*** Data shown ***
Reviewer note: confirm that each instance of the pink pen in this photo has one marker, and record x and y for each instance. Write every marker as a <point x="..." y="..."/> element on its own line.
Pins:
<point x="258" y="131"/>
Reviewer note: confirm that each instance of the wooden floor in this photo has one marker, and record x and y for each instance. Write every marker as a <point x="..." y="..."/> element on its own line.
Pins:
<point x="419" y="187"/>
***
*** Data shown ***
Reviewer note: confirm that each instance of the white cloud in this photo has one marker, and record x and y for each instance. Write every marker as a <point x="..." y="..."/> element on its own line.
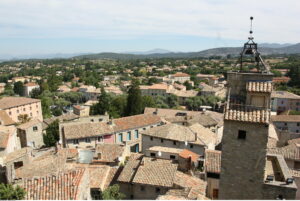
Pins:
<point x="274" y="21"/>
***
* Problem statement *
Collect every line of the items above that contains the word "Reviewer", matching case exactly.

* Answer to the exercise *
Reviewer note: confirm that each instance of the pink pen in this photo has one marker, and record x and y for each instance. Write every marker as a <point x="..." y="..."/> element on its own line.
Reviewer note: confirm that each instance of the wooden floor in this photo has one marker, and record x and y for each instance. Write every marker as a <point x="..." y="..."/> element on its own line.
Reviewer note: confirm that each instance of the white cloud in this photo has one marker, and record x and y for each instance. Write every marker as a <point x="..." y="..."/> element on its own line.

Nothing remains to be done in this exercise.